Desperté hacia las seis de la mañana con un fuerte dolor de cabeza. Mientras se hacía el café busqué Diez preguntas sobre el islam, pero al cabo de un cuarto de hora tuve que rendirme a la evidencia: mi mochila no estaba allí, debía haberla olvidado en casa del rector.
Sumisión — Michel Houellebecq

Sobra decir que, cuando al fin recupera el libro, pasa rápidamente a lo concerniente a la poligamia y se imagina cómo debe ser vivir con dos esposas: una que alimente su estómago, otra que alimente sus deseos.

V. El fin de la República

Houellebecq llena sus libros de personas reales, y en Sumisión aparece Marine Le Pen como líder del Frente Nacional. Ella es, tras la pérdida de poder de los partidos más centrados, la única alternativa al Islam. Más adelante también aparece Mélenchon, como una de las primeras voces que protestan contra el nuevo Régimen. De este modo, el diagnóstico socio-político del autor, más allá de si ese «bloque islamista de izquierdas» es falso o verdadero, pasa por un evidente desmoronamiento de Occidente tras la pérdida del dominio de los partidos de centro, que son quienes han dado forma a la Quinta República francesa. Como es obvio, relaciona esa caída con ese famoso choque de civilizaciones que vaticinó Huntington en los 90, y que tan popular se volvió en el mundo tras los atentados del 11-S y las diferentes guerras en vividas en Oriente.

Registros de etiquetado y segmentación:
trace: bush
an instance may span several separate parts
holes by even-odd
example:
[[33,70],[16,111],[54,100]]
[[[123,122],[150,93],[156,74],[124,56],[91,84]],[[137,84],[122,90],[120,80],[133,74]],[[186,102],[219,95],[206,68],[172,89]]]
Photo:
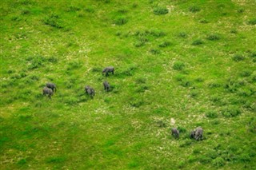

Instrucción escrita 1:
Según el texto sobre Sumisión, ¿qué persona real aparece en la novela como líder del Frente Nacional?
Instrucción escrita 2:
Retome el texto sobre Sumisión y prosiga su redacción a partir de la última oración.

Resultado de la tarea 1:
Marine Le Pen.

Resultado de la tarea 2:
Pero al mismo tiempo, Houellebecq relaciona la muerte de Occidente con la muerte del sujeto. El consumismo, el aislamiento, la vacuidad de toda experiencia ofrecida por el mundo moderno e incluso el propio hedonismo que padecen los hombres, son la causa verdadera de la muerte de la Europa que nosotros conocemos. Es en ese juego entre lo colectivo y lo particular donde el francés se acaba convirtiendo en un nuevo Huysmans: un decadentista encerrado en sí mismo que contempla cómo la culminación de su propia obra no le deja ninguna escapatoria. Tal vez agruparse, tender un puente desde el que unirse o precipitarse a la corriente; fundirse en algo más grande: la política, la religión y, al final, el olvido de sí mismo.

Se me ofrecería una nueva oportunidad; y sería la oportunidad de una segunda vida, sin mucha relación con la precedente. No extrañaría nada.